## [Activity]
Quote word for word the lines below, beginning with the first and ending with the one that has "positive clicks: (117, 202) (711, 234)". Drop the pictures.

*** Begin section ***

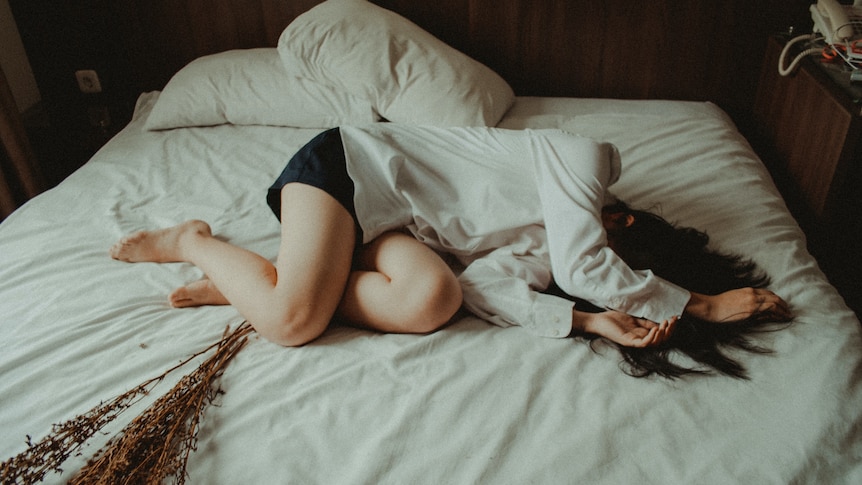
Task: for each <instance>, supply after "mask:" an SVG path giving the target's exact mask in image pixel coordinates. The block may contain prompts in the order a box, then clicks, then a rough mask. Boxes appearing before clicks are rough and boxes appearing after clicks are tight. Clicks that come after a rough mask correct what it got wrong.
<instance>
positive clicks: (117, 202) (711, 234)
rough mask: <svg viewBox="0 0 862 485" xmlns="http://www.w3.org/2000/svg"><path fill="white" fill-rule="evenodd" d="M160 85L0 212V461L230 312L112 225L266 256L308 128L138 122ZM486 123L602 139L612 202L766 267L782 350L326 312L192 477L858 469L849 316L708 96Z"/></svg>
mask: <svg viewBox="0 0 862 485" xmlns="http://www.w3.org/2000/svg"><path fill="white" fill-rule="evenodd" d="M156 97H157V93H149V94H145V95H143V96H142V97H141V100H140V101H139V106H138V109H137V111H136V113H137V114H136V118H135V119H134V120H133V121H132V123H131V124H130V125H129V126H128V127H127V128H126V129H125V130H123V131H122V132H121V133H120V134H119V135H118V136H117V137H115V138H114V139H113V140H112V141H111V142H109V143H108V144H107V145H106V146H105V147H104V148H103V149H102V150H101V151H100V152H99V153H98V154H96V155H95V156H94V157H93V159H92V160H91V161H90V162H89V163H88V164H86V165H85V166H84V167H83V168H81V169H80V170H79V171H77V172H76V173H74V174H73V175H72V176H70V177H69V178H68V179H67V180H66V181H65V182H63V183H62V184H61V185H60V186H58V187H57V188H55V189H53V190H51V191H49V192H47V193H45V194H43V195H41V196H39V197H37V198H36V199H34V200H32V201H31V202H29V203H28V204H26V205H25V206H24V207H22V208H21V209H19V210H18V211H16V212H15V213H14V214H13V215H12V216H11V217H9V218H8V219H7V220H6V221H5V222H3V223H2V225H0V315H2V329H0V335H2V337H0V430H2V433H0V435H2V439H0V459H2V458H5V457H11V456H13V455H15V454H17V453H19V452H21V451H23V450H24V449H25V444H24V440H25V436H26V435H30V436H32V437H33V438H34V439H38V438H40V437H41V436H43V435H45V434H46V433H48V432H49V431H50V428H51V424H52V423H57V422H62V421H65V420H67V419H69V418H71V417H74V416H75V415H76V414H79V413H82V412H85V411H87V410H88V409H90V408H91V407H92V406H94V405H96V404H98V403H99V402H100V401H103V400H107V399H109V398H111V397H113V396H115V395H117V394H119V393H122V392H124V391H126V390H128V389H129V388H131V387H133V386H134V385H136V384H138V383H140V382H142V381H143V380H145V379H146V378H149V377H153V376H155V375H158V374H160V373H161V372H162V371H163V370H164V369H166V368H167V367H169V366H171V365H173V364H174V363H176V362H177V361H179V360H180V359H182V358H183V357H185V356H188V355H189V354H191V353H192V352H193V351H196V350H199V349H201V348H203V347H205V346H207V345H208V344H209V343H211V342H214V341H216V340H217V339H218V338H220V337H221V334H222V331H223V330H224V328H225V326H226V325H234V326H235V325H238V324H239V323H240V322H241V321H242V319H241V317H239V315H238V314H237V313H236V312H235V311H234V310H233V309H232V308H230V307H207V308H198V309H184V310H177V309H172V308H170V307H169V306H168V304H167V302H166V295H167V293H168V292H169V290H170V289H172V288H174V287H176V286H180V285H183V284H185V283H188V282H190V281H193V280H195V279H197V278H199V277H200V276H201V274H200V272H199V271H198V270H196V269H194V268H192V267H191V266H190V265H187V264H169V265H156V264H136V265H128V264H125V263H121V262H117V261H113V260H111V259H110V258H108V256H107V249H108V247H109V246H110V245H111V244H112V243H113V242H114V241H115V240H116V239H118V238H119V237H121V236H122V235H124V234H126V233H129V232H131V231H134V230H137V229H142V228H152V227H158V226H165V225H171V224H174V223H177V222H180V221H182V220H185V219H188V218H201V219H205V220H207V221H209V222H210V223H211V224H212V226H213V228H214V230H215V231H216V232H217V233H218V234H219V235H220V236H222V237H224V238H226V239H228V240H230V241H231V242H234V243H236V244H239V245H242V246H245V247H248V248H250V249H252V250H254V251H257V252H259V253H261V254H263V255H264V256H265V257H268V258H273V259H274V258H275V255H276V250H277V247H278V229H279V228H278V223H277V221H276V220H275V218H274V217H273V215H272V214H271V212H270V210H269V208H268V207H267V206H266V204H265V197H264V194H265V190H266V188H267V187H268V186H269V184H270V183H271V181H272V180H273V179H274V178H275V177H276V176H277V175H278V173H279V172H280V170H281V169H282V167H283V165H284V163H285V162H286V161H287V159H288V158H289V157H290V156H291V155H292V154H293V153H294V152H295V151H296V149H298V148H299V147H300V146H302V145H303V144H304V143H305V142H306V141H307V140H309V139H310V138H311V137H312V136H313V135H314V134H316V133H317V131H318V130H299V129H287V128H272V127H236V126H220V127H211V128H194V129H182V130H175V131H169V132H158V133H154V132H145V131H143V129H142V126H143V121H144V119H145V117H146V115H147V113H148V111H149V108H150V107H151V106H152V103H153V102H154V100H155V99H156ZM500 126H501V127H506V128H525V127H535V128H547V127H559V128H563V129H567V130H569V131H572V132H574V133H578V134H582V135H587V136H592V137H595V138H599V139H602V140H608V141H611V142H614V143H616V144H617V146H618V147H619V148H620V150H621V153H622V159H623V175H622V178H621V180H620V182H619V183H618V184H617V185H616V186H615V189H616V190H615V191H616V193H617V195H618V196H620V197H621V198H623V199H624V200H627V201H628V202H629V203H630V204H632V205H634V206H638V207H645V208H652V209H657V210H659V211H660V212H661V213H662V214H663V215H664V216H665V217H667V218H668V219H670V220H672V221H676V222H679V223H682V224H686V225H691V226H695V227H699V228H705V229H708V232H709V234H710V235H711V237H712V241H713V244H714V245H715V246H716V247H720V248H722V249H724V250H727V251H736V252H741V253H744V254H746V255H750V256H751V257H753V258H754V259H755V260H756V261H757V262H758V263H760V264H761V265H762V266H763V267H764V268H765V269H766V270H767V271H768V272H769V273H770V274H771V275H772V277H773V289H774V290H775V291H776V292H778V293H779V294H781V295H782V296H784V297H785V298H787V299H788V300H789V302H790V303H791V305H793V307H794V311H795V312H796V314H797V318H796V320H795V323H794V324H793V325H792V326H791V327H789V328H788V329H786V330H783V331H780V332H776V333H771V334H767V335H765V336H763V339H762V341H763V343H764V344H765V345H767V346H769V347H771V348H772V349H774V350H775V353H774V354H773V355H769V356H751V355H747V354H739V358H740V360H741V361H742V362H743V363H744V364H745V365H746V366H747V367H748V369H749V371H750V374H751V380H750V381H738V380H734V379H730V378H725V377H692V378H686V379H682V380H679V381H675V382H671V381H666V380H662V379H658V378H656V379H653V378H650V379H635V378H632V377H629V376H626V375H624V374H623V373H622V372H621V371H620V369H619V367H618V364H619V360H620V359H619V356H618V354H617V352H616V351H615V350H613V349H611V348H605V347H601V346H600V347H599V352H594V351H592V350H591V349H590V348H589V346H588V345H587V344H586V343H585V342H584V341H583V340H580V339H564V340H555V339H542V338H536V337H532V336H530V335H529V334H528V333H527V332H525V331H523V330H521V329H518V328H510V329H501V328H497V327H494V326H491V325H489V324H487V323H485V322H483V321H480V320H478V319H476V318H473V317H465V318H463V319H461V320H459V321H457V322H455V323H454V324H452V325H450V326H448V327H446V328H444V329H443V330H441V331H439V332H437V333H435V334H432V335H429V336H409V335H380V334H375V333H371V332H366V331H360V330H355V329H348V328H336V329H331V330H329V331H328V332H327V333H326V334H324V336H323V337H322V338H320V339H319V340H317V341H315V342H313V343H312V344H309V345H306V346H304V347H302V348H296V349H285V348H281V347H278V346H276V345H273V344H271V343H268V342H266V341H264V340H263V339H260V338H258V337H255V338H253V339H252V341H251V342H250V344H249V345H248V346H247V347H246V348H245V349H244V350H242V351H241V352H240V354H239V355H238V356H237V357H236V359H235V360H234V361H233V362H232V363H231V365H230V367H229V368H228V370H227V372H226V374H225V375H224V377H223V379H222V386H223V388H224V390H225V391H226V393H225V394H224V395H223V396H222V398H221V399H220V402H219V406H214V407H210V408H209V410H208V411H207V413H206V415H205V418H204V421H203V426H202V429H201V431H200V434H199V442H198V449H197V451H196V452H195V453H194V454H193V455H192V457H191V459H190V463H189V475H190V480H189V481H190V483H303V484H308V483H321V484H337V483H344V484H348V483H349V484H358V483H368V484H372V483H435V484H438V483H459V484H460V483H519V484H522V483H662V484H669V483H670V484H673V483H679V484H687V483H732V482H741V483H775V484H784V483H833V484H838V483H847V484H851V483H862V439H860V434H862V386H860V376H862V337H860V324H859V321H858V320H857V319H856V317H855V316H854V315H853V314H852V312H851V311H850V310H848V309H847V307H846V306H845V305H844V304H843V302H842V300H841V298H840V296H839V295H838V294H837V293H836V291H835V290H834V289H833V288H832V287H831V286H829V285H828V283H827V282H826V279H825V278H824V276H823V275H822V273H821V272H820V271H819V269H818V268H817V265H816V263H815V262H814V260H813V259H812V258H811V257H810V256H809V255H808V253H807V252H806V250H805V241H804V237H803V235H802V233H801V232H800V230H799V228H798V226H797V225H796V223H795V222H794V221H793V219H792V218H791V217H790V216H789V215H788V213H787V211H786V208H785V206H784V204H783V202H782V201H781V198H780V197H779V195H778V193H777V191H776V190H775V188H774V186H773V185H772V183H771V181H770V179H769V176H768V174H767V172H766V171H765V170H764V168H763V166H762V164H761V163H760V162H759V161H758V160H757V158H756V157H755V156H754V155H753V153H752V151H751V149H750V148H749V146H748V144H747V143H746V142H745V140H744V139H743V138H742V137H741V136H740V135H739V134H738V133H737V132H736V130H735V128H734V127H733V125H732V124H731V123H730V121H729V120H728V118H727V117H726V116H725V115H724V114H723V113H722V112H721V111H720V110H718V109H717V108H716V107H715V106H713V105H711V104H708V103H689V102H669V101H608V100H583V99H555V98H519V99H518V100H517V102H516V104H515V106H514V107H513V108H512V110H510V112H509V113H508V114H507V115H506V117H505V118H504V120H503V122H502V123H501V125H500ZM178 379H179V375H176V376H173V377H172V378H170V379H168V381H167V382H165V383H164V384H162V385H160V386H159V387H158V388H157V389H156V391H155V392H154V393H153V395H152V396H151V397H150V398H148V399H147V400H146V401H145V403H144V404H146V403H147V402H149V401H151V400H152V399H154V398H155V397H156V396H157V395H159V394H160V393H163V392H165V391H167V390H168V389H169V387H170V386H171V385H172V384H173V383H174V382H175V381H176V380H178ZM136 409H138V408H136ZM136 409H133V410H131V411H130V412H129V414H127V415H125V416H123V417H121V419H120V420H119V422H118V423H117V424H116V425H112V426H111V428H110V430H111V431H115V430H117V429H119V427H120V426H121V425H122V424H124V423H125V421H127V420H128V419H131V417H132V416H131V414H133V413H134V412H135V410H136ZM103 439H104V438H103ZM98 446H99V443H96V444H95V445H94V446H93V447H91V448H89V449H88V450H86V451H85V454H86V453H92V452H94V451H95V450H96V448H98ZM82 460H83V458H73V459H70V461H69V463H67V464H66V465H65V466H64V469H65V470H67V471H66V472H65V473H64V474H63V475H49V476H48V477H47V478H48V483H54V482H62V481H65V479H67V478H68V477H69V476H70V474H71V473H72V472H73V471H74V470H75V469H76V468H77V467H79V466H80V465H81V463H82Z"/></svg>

*** End section ***

## [Response area]
Task: for each <instance>, supply after "mask:" an SVG path giving the target's exact mask in image pixel coordinates. The block may contain prompts in the order a box, then clicks, then a rough mask. Boxes appearing before clicks are rough and boxes appearing after clicks are tight. Clicks that come after a rough mask correct what it got wrong.
<instance>
positive clicks: (117, 202) (711, 234)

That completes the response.